### Material provided

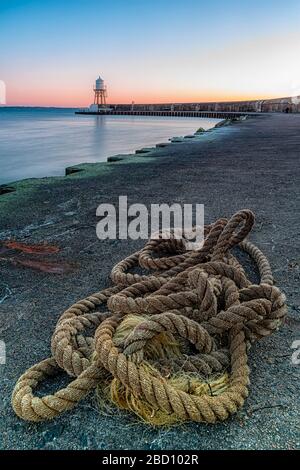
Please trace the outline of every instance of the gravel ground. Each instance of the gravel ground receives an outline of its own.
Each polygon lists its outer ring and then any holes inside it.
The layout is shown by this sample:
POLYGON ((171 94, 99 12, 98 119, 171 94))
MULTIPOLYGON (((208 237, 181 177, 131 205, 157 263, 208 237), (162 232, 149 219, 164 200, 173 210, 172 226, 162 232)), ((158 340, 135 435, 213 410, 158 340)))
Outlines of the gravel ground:
MULTIPOLYGON (((72 267, 61 275, 42 273, 6 261, 16 254, 0 247, 0 339, 7 352, 6 364, 0 365, 0 448, 300 447, 300 365, 291 362, 291 344, 300 340, 299 148, 300 115, 263 115, 208 132, 197 142, 94 165, 67 178, 21 182, 12 185, 17 191, 0 195, 0 239, 56 244, 60 252, 47 259, 72 267), (277 285, 287 295, 286 323, 251 349, 250 396, 225 423, 155 429, 123 411, 100 413, 94 394, 53 422, 22 422, 11 409, 11 391, 27 367, 48 357, 59 315, 108 286, 112 266, 143 244, 96 238, 96 207, 126 194, 129 203, 148 206, 203 203, 207 223, 252 209, 256 226, 250 239, 269 257, 277 285)), ((58 378, 51 390, 64 381, 58 378)))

######

• Work instruction:
Above are the records; copy exactly the lines from the line with "The layout is" through the line with "MULTIPOLYGON (((208 237, 181", both included.

• Exercise output:
The layout is shown by this sample:
POLYGON ((171 94, 99 12, 98 119, 171 94))
MULTIPOLYGON (((208 237, 181 177, 131 205, 157 263, 208 237), (162 232, 149 219, 164 200, 173 210, 172 226, 162 232)), ((158 340, 135 435, 213 410, 158 340)))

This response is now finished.